## Текст для чтения
Николай Шмелёв: Россию возродят не нанотехнологии, а здравый смысл

Николай Шмелёв. © /

Николай Шмелёв, директор Института Европы РАН:

   
   

– Госплан нужен. Только не как распределитель гвоздей, а как место, где люди сидят и думают.

Страна нуждается во «второй индустриализации», причём в более разносторонней и глубокой, чем индустриализация конца 20-х – 30-х гг.

Вряд ли кто из реалистически мыслящих людей решится сказать, что за обозримые 15–20 лет мы сумеем возместить весь ущерб, нанесённый стране нынешним «смутным временем». За последние два десятилетия Россия потеряла 1/2 своего промышленного потенциала. Если не будут приняты экстренные меры, то из-за устаревания оборудования в ближайшие 7–10 лет будет потеряна и оставшаяся половина.

Минимум 1/3 сельхозземель выведена из оборота, около 1/2 поголовья крупного рогатого скота пущено под нож. За этот же период из страны уехало порядка 1/3 её «мозгов». В полуразрушенном состоянии находятся наука, прикладные исследования и конструкторские разработки, система профессиональной подготовки кадров. За последние два десятилетия в России не было построено ни одного нового крупного промышленного предприятия (за исключением Сахалинского проекта), ни одной электростанции, ни одной серьёзного значения железной или автомобильной дороги.

Наконец, только сейчас российское общество начинает, кажется, осознавать, что все постперестроечные годы не Запад финансировал Россию, а наоборот. На 1 доллар, приходивший в Россию, на Запад легально и нелегально уходили 3–4 доллара. И это не зловредность Запада, а результат нашей собственной глупости.

## Сохранённые данные

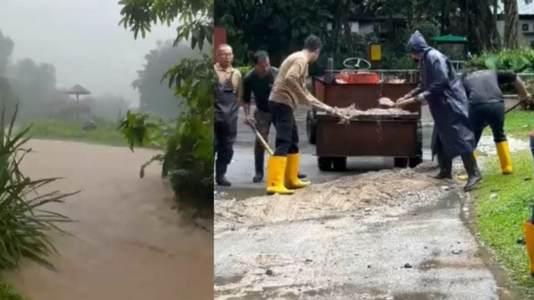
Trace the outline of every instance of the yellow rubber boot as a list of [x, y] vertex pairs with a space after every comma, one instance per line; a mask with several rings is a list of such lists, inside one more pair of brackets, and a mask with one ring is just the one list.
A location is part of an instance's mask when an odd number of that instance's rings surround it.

## Что нужно сделать
Какую долю своего промышленного потенциала, по словам текста, Россия потеряла за последние два десятилетия? Опирайтесь только на текст.

## Ответ на задачу
Половину (1/2).